• Direction: Give back the whole listing exactly as shown.

(Stored entries)
[Begin]

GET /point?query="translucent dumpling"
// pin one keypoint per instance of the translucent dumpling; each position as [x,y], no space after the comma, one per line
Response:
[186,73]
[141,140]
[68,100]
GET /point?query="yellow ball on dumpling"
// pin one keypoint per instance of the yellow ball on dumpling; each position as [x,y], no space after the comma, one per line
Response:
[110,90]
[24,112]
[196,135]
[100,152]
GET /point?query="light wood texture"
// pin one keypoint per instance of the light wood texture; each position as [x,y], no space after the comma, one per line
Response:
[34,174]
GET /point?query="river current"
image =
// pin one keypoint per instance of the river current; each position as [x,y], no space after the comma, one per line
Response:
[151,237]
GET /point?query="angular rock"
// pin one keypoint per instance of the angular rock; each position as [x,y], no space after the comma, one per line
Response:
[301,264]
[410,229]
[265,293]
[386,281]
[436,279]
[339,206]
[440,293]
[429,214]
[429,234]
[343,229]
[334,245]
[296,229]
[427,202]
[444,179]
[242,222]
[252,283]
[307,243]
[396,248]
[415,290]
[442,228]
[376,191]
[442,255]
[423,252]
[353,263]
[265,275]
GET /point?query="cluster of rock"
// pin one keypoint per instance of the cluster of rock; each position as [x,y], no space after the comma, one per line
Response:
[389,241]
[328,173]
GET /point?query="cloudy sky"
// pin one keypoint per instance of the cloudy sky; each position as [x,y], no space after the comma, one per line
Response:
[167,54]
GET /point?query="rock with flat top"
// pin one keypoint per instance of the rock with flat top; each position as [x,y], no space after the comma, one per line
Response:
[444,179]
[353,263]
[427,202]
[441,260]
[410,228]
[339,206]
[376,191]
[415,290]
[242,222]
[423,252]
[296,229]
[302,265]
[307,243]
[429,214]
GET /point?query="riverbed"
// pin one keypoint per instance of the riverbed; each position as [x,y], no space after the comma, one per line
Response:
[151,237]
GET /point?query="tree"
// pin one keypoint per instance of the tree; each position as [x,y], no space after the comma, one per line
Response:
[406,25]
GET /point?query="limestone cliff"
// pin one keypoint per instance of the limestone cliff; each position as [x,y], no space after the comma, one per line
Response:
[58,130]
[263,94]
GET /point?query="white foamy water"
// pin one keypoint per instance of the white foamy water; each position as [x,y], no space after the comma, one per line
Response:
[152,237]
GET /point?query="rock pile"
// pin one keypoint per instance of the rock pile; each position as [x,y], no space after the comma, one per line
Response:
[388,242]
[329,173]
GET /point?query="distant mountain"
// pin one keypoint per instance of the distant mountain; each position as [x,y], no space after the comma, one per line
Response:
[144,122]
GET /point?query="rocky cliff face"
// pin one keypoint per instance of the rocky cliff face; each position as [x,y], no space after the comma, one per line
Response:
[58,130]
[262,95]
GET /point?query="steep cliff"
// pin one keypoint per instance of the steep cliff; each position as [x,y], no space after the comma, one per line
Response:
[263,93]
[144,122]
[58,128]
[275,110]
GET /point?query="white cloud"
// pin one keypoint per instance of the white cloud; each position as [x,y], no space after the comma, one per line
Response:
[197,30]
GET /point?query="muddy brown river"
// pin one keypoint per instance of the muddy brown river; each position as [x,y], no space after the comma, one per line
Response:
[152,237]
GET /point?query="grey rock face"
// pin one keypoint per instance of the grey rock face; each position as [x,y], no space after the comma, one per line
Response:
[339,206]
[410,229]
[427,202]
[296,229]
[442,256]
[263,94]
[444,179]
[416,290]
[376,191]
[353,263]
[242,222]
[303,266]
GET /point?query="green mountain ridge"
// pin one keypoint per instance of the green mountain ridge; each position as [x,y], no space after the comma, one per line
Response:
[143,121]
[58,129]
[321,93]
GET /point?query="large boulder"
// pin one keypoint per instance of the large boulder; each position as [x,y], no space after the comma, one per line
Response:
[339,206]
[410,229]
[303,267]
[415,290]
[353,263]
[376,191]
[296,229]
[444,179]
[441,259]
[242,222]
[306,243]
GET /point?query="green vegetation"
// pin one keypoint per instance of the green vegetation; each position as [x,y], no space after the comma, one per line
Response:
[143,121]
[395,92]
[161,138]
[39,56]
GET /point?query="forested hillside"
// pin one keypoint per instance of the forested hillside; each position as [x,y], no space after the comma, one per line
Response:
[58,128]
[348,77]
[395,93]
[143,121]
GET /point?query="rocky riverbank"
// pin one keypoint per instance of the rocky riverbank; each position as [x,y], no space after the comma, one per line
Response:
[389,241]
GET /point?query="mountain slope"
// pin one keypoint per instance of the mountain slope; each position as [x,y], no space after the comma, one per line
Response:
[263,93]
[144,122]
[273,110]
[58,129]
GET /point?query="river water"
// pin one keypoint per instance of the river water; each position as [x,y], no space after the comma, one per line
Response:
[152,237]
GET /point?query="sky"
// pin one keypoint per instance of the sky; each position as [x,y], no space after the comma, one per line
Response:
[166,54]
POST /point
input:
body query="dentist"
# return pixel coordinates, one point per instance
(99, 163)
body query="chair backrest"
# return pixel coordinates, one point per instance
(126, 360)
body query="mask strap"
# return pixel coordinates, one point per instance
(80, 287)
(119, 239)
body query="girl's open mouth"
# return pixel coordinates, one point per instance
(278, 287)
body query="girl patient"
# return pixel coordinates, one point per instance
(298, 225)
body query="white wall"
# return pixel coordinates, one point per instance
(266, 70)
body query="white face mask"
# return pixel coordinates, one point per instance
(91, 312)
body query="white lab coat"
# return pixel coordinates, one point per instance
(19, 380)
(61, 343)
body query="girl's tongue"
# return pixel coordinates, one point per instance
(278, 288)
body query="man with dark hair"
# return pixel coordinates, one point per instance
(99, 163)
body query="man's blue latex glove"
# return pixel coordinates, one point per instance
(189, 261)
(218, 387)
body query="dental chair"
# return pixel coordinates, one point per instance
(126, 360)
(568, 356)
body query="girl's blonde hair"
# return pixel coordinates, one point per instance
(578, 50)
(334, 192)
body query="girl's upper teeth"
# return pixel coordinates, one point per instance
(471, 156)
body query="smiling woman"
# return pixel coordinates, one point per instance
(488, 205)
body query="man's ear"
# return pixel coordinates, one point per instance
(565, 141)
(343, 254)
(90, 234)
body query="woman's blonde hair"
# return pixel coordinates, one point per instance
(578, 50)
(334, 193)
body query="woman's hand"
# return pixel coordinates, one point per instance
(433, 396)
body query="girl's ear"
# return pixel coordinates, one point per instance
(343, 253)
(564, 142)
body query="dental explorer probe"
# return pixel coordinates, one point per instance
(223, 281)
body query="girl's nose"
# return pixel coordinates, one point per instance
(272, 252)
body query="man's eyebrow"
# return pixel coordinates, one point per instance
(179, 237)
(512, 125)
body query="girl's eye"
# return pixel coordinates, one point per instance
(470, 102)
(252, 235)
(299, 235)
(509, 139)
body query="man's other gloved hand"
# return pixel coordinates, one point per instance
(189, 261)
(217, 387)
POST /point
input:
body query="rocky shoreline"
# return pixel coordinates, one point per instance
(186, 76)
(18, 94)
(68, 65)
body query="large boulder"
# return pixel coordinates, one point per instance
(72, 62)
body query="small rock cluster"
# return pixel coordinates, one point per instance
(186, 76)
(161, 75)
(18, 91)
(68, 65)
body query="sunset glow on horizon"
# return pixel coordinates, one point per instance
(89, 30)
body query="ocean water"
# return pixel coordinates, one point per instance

[End]

• Output:
GET /point?query="translucent dumpling"
// pin one keypoint per instance of the translucent dumpling; each position as [x,y], no space after the comma, one per line
Response:
[186,73]
[141,140]
[68,100]
GET /point?query="yellow ball on dumpling"
// pin one keypoint per instance of the yellow ball on dumpling; each position as [x,y], no space after the comma, one per line
Response:
[110,90]
[24,112]
[196,135]
[100,152]
GET /point?query="light wood texture"
// pin one keypoint per instance of the light wood texture; each position as [x,y], no space after the comma, one per line
Response:
[34,174]
GET /point?query="river current"
image =
// pin one keypoint per instance of the river current; each position as [x,y], no space after the comma, one per line
Response:
[151,237]
GET /point?query="angular rock"
// pin one keypoint per instance of the angular rock; each position as [x,y], no space after the comma, one per line
Response:
[301,264]
[410,229]
[265,293]
[386,281]
[436,279]
[339,206]
[440,293]
[429,214]
[429,234]
[343,229]
[334,245]
[296,229]
[427,202]
[444,179]
[242,222]
[252,283]
[307,243]
[396,248]
[415,290]
[442,228]
[376,191]
[442,255]
[423,252]
[353,263]
[265,275]
GET /point?query="cluster of rock"
// pin one keypoint per instance of the cluster of rock; each position as [x,y], no space after the comma, one per line
Response:
[389,241]
[328,173]
GET /point?query="cloudy sky"
// pin one keypoint per instance of the cloudy sky; each position as [x,y], no space after the comma, one per line
Response:
[167,54]
GET /point?query="rock with flat top"
// pin one keypoint per instance of the rock with flat top; each position as [x,y], no space after the comma, one per line
Response:
[444,179]
[353,263]
[427,202]
[441,260]
[410,228]
[339,206]
[376,191]
[415,290]
[242,222]
[423,252]
[296,229]
[302,265]
[307,243]
[429,214]
GET /point?query="riverbed"
// pin one keypoint per instance of the riverbed; each position as [x,y], no space after the comma, one per line
Response:
[151,237]
GET /point?query="tree"
// pin one keypoint per instance of the tree; each position as [x,y], no space after the comma, one per line
Response:
[406,25]
GET /point?query="limestone cliff"
// pin one keypoint per instance of the limestone cliff; each position as [x,y], no space after the comma, one per line
Response:
[58,130]
[263,94]
GET /point?query="white foamy water"
// pin one keypoint per instance of the white foamy water; each position as [x,y], no space after the comma, one per line
Response:
[152,237]
GET /point?query="rock pile"
// pin one keypoint per instance of the rock pile; each position as [x,y], no space after the comma, one per line
Response:
[388,242]
[329,173]
GET /point?query="distant mountain"
// pin one keypoint per instance of the distant mountain; each position as [x,y], no space after the comma, one per line
Response:
[144,122]
GET /point?query="rocky cliff face"
// pin one keypoint per instance of the rocky cliff face; each position as [x,y], no space after the comma, one per line
Response:
[58,130]
[262,95]
GET /point?query="steep cliff"
// pin one keypoint per instance of the steep cliff; each position as [x,y], no space after the comma, one per line
Response:
[263,93]
[144,122]
[58,128]
[275,110]
GET /point?query="white cloud"
// pin one keypoint per instance of the white cloud; each position as [x,y], no space after the comma, one per line
Response:
[197,30]
GET /point?query="muddy brown river"
// pin one keypoint per instance of the muddy brown river; each position as [x,y], no space after the comma, one per line
Response:
[152,237]
GET /point?query="grey rock face"
// pin one keypoint per instance of the grey rock face; each position as [x,y], no space after the comma, one per line
Response:
[339,206]
[410,229]
[427,202]
[296,229]
[442,256]
[263,94]
[444,179]
[416,290]
[376,191]
[353,263]
[242,222]
[303,266]
GET /point?query="green mountain ridge"
// pin one keypoint per instance of the green mountain ridge; each position as [x,y], no space after the comma, one per line
Response:
[143,121]
[58,129]
[321,93]
GET /point?query="large boulder"
// pin one keypoint per instance of the large boulder; each position as [x,y], no space after the comma, one per line
Response:
[339,206]
[410,229]
[303,267]
[415,290]
[353,263]
[376,191]
[296,229]
[444,179]
[441,259]
[242,222]
[306,243]
GET /point?query="green vegetation"
// pin one keypoint per instance of the green vegetation; each position as [x,y], no space after the comma, one per line
Response:
[143,121]
[395,92]
[161,138]
[39,56]
GET /point?query="forested hillside"
// pin one keypoint per instance of the forested hillside; each position as [x,y], no space after the comma, one per line
Response:
[58,128]
[348,77]
[395,93]
[143,121]
GET /point?query="rocky riverbank"
// pin one keypoint per instance of the rocky riverbank; each position as [x,y], no space after the comma, one per line
Response:
[389,241]
GET /point?query="mountain slope"
// pin one keypoint per instance of the mountain slope; each position as [x,y], no space after the comma, one per line
Response:
[263,93]
[144,122]
[273,110]
[58,129]
GET /point?query="river water"
// pin one keypoint per instance of the river water; each position as [x,y], no space after the comma, one per line
Response:
[152,237]
GET /point?query="sky"
// pin one keypoint per instance of the sky; each position as [x,y], no space after the comma, one per line
Response:
[166,54]
POST /point
input:
body query="dentist"
# return pixel coordinates, one point per instance
(99, 163)
body query="chair backrest"
# return pixel coordinates, one point per instance
(126, 360)
body query="mask strap"
# return pixel coordinates, one point per instance
(80, 287)
(119, 239)
body query="girl's open mouth"
# return pixel coordinates, one point per instance
(278, 287)
body query="girl patient"
# return pixel coordinates, one point per instance
(298, 225)
body query="white wall"
# return pixel coordinates, one point per instance
(266, 70)
body query="white face mask"
# return pixel coordinates, one point per instance
(91, 312)
body query="white lab coat"
# return pixel coordinates, one point per instance
(19, 380)
(61, 343)
body query="girl's tongue"
# return pixel coordinates, one point per instance
(278, 288)
body query="man with dark hair"
# return pixel coordinates, one point per instance
(99, 163)
body query="man's blue latex glove"
# return pixel coordinates, one point per instance
(189, 261)
(218, 387)
body query="dental chair"
# return pixel coordinates, one point per instance
(126, 360)
(568, 356)
body query="girl's blonde hair"
# return pixel coordinates, one point per instance
(578, 50)
(334, 192)
body query="girl's upper teeth"
# return pixel coordinates, one point per instance
(471, 156)
body query="smiling woman"
# return pixel coordinates, one point per instance
(488, 205)
body query="man's ear"
# return pixel coordinates, one point per instance
(565, 141)
(343, 254)
(90, 234)
body query="woman's blonde hair"
# return pixel coordinates, one point per instance
(578, 50)
(334, 193)
body query="woman's hand"
# return pixel coordinates, one point per instance
(433, 396)
body query="girl's ear"
# return pixel coordinates, one point per instance
(343, 253)
(564, 142)
body query="dental explorer probe"
# return pixel coordinates, one point per instance
(223, 281)
body query="girl's nose"
# return pixel coordinates, one point per instance
(272, 252)
body query="man's eyebrow"
# return pixel coordinates, one point per instance
(179, 237)
(512, 125)
body query="girl's eye"
# return pixel coordinates, one point per instance
(470, 102)
(252, 235)
(299, 235)
(509, 139)
body query="man's other gloved hand"
# return pixel coordinates, one point per instance
(189, 261)
(217, 387)
POST /point
input:
body query="rocky shoreline"
# return pixel coordinates, one point per instance
(186, 76)
(18, 94)
(68, 65)
body query="large boulder"
# return pixel coordinates, one point per instance
(72, 62)
body query="small rock cluster"
# return pixel coordinates, one point per instance
(186, 76)
(161, 75)
(18, 91)
(68, 65)
body query="sunset glow on horizon"
# return pixel coordinates, one point per instance
(89, 30)
body query="ocean water"
# return pixel coordinates, one point per instance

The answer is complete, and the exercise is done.